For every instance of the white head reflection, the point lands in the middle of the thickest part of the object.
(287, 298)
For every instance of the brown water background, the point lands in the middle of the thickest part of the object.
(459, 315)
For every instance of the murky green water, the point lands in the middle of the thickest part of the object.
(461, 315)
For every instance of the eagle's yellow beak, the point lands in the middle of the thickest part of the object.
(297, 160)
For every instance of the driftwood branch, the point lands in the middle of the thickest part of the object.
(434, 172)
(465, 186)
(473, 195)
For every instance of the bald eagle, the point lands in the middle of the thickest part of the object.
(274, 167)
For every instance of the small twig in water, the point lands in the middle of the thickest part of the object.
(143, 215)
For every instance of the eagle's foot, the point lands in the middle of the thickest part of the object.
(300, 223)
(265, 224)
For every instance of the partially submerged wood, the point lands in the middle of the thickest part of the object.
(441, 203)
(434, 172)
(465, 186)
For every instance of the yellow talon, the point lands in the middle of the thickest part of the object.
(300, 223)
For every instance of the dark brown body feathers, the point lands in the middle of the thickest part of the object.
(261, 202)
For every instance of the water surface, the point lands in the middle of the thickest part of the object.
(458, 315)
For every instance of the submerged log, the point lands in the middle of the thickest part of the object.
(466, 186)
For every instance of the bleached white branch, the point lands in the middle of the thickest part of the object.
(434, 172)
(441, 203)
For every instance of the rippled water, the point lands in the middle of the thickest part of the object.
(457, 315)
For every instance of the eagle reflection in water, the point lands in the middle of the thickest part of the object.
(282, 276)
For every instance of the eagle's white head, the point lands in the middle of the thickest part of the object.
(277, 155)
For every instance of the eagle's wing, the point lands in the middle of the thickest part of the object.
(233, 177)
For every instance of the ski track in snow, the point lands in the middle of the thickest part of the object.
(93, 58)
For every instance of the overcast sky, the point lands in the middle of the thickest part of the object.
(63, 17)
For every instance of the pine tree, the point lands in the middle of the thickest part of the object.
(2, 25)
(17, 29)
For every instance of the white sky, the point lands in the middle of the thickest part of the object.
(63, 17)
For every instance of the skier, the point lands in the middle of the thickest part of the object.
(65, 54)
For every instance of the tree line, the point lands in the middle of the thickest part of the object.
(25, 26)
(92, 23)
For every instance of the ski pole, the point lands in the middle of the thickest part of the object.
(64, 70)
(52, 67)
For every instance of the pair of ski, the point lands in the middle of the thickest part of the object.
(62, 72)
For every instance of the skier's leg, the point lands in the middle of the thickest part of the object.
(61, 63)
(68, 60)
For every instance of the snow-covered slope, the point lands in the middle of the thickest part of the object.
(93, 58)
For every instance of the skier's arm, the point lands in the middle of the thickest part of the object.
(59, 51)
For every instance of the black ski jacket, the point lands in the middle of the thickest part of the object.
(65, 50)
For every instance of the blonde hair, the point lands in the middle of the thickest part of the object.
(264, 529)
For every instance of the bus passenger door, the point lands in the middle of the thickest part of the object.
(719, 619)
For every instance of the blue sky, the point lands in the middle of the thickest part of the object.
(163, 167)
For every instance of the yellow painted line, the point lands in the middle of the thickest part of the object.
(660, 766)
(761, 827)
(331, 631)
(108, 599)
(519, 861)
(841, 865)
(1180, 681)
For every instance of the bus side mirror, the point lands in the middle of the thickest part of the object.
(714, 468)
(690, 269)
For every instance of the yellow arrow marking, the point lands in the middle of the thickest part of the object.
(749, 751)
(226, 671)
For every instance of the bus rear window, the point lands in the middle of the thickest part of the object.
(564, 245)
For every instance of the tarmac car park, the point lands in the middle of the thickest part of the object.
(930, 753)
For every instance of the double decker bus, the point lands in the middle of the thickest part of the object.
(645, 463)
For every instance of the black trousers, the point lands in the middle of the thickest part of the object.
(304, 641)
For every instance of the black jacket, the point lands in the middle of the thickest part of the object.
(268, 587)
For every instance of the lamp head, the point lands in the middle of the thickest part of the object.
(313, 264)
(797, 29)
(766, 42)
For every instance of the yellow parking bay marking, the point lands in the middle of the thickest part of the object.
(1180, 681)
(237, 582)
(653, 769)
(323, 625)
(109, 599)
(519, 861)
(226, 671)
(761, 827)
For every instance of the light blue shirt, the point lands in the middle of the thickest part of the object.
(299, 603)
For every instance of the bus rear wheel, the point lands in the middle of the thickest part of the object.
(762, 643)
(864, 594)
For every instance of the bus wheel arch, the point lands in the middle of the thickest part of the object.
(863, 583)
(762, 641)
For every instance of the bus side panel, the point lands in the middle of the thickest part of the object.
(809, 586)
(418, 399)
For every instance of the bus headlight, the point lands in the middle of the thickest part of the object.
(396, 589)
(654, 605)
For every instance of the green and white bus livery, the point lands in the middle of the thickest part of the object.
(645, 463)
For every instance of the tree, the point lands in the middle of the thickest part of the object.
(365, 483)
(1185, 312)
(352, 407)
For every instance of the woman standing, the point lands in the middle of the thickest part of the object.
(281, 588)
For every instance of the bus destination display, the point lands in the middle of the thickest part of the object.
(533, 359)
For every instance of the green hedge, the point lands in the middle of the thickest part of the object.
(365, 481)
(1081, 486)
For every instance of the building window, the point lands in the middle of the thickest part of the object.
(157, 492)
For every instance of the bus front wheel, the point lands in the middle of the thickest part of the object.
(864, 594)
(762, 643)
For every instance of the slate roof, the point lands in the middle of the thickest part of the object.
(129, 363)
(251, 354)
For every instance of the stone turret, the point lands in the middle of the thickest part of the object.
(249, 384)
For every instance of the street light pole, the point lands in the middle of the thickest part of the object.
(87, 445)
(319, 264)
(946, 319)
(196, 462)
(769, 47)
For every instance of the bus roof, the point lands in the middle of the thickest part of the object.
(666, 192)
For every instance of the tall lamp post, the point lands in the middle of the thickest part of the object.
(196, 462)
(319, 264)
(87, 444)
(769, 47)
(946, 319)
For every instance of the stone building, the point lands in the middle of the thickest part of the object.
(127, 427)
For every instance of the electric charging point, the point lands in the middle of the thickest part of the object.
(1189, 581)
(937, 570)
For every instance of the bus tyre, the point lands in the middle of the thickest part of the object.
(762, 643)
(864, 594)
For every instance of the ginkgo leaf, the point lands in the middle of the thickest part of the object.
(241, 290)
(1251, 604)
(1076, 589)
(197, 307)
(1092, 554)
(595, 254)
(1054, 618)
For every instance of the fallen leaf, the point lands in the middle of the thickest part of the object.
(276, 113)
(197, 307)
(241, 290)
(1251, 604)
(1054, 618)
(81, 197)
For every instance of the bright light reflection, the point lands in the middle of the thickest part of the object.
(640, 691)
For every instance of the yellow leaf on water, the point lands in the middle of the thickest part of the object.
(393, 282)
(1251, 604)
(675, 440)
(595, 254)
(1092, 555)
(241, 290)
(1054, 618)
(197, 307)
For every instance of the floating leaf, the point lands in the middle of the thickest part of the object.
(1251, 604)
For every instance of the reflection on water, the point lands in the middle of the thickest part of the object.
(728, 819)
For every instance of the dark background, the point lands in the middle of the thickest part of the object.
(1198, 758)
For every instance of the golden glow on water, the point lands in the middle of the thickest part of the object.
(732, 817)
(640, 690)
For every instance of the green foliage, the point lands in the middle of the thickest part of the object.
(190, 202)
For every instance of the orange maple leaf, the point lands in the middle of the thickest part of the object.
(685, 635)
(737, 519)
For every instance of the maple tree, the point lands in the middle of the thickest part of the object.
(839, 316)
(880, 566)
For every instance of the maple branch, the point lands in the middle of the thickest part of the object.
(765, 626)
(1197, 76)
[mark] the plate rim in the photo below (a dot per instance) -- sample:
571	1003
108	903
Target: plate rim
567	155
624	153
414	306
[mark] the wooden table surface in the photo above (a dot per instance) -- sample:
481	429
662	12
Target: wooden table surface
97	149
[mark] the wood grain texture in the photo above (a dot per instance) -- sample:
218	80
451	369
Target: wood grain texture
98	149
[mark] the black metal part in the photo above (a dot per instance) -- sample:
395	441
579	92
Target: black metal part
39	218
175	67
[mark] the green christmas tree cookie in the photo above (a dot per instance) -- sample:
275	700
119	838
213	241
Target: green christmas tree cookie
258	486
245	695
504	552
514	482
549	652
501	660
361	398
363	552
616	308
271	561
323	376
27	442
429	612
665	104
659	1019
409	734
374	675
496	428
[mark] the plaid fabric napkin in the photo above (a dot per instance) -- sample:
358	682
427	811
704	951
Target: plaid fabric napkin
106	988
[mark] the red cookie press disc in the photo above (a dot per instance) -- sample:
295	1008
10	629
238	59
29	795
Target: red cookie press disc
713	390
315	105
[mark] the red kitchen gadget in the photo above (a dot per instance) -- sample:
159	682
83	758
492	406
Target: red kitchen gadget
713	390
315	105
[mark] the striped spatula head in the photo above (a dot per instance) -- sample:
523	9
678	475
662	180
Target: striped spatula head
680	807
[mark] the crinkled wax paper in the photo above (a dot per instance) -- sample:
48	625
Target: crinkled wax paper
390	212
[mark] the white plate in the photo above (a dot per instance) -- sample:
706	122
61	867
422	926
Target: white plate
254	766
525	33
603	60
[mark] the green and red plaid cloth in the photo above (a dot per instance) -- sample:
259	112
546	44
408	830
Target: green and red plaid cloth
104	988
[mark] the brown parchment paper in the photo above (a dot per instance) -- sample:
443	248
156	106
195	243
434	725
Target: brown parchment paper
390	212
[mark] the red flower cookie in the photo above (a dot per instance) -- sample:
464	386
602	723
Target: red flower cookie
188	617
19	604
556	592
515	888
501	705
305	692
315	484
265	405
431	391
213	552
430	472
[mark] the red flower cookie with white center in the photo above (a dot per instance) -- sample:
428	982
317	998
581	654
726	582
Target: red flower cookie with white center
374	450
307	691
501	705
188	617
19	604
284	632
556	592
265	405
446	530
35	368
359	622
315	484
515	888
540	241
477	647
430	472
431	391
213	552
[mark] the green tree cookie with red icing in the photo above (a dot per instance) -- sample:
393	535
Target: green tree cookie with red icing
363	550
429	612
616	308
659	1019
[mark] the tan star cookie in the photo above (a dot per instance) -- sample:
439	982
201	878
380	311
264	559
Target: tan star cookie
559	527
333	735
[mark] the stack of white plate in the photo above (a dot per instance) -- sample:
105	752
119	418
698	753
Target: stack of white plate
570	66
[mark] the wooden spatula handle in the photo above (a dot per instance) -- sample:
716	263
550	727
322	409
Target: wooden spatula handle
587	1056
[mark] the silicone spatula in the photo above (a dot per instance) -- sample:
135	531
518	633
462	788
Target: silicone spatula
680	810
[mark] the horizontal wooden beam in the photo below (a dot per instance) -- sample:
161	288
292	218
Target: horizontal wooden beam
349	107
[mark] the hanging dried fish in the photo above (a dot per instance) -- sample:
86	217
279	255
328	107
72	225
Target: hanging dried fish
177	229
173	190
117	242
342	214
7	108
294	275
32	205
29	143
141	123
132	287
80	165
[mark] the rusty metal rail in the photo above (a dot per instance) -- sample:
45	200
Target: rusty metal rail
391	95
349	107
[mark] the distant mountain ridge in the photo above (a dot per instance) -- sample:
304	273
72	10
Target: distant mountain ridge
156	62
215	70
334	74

====

### Work order
Determine how many lines in the records above have the string "below". Only the number should be returned.

### Solved exercise
2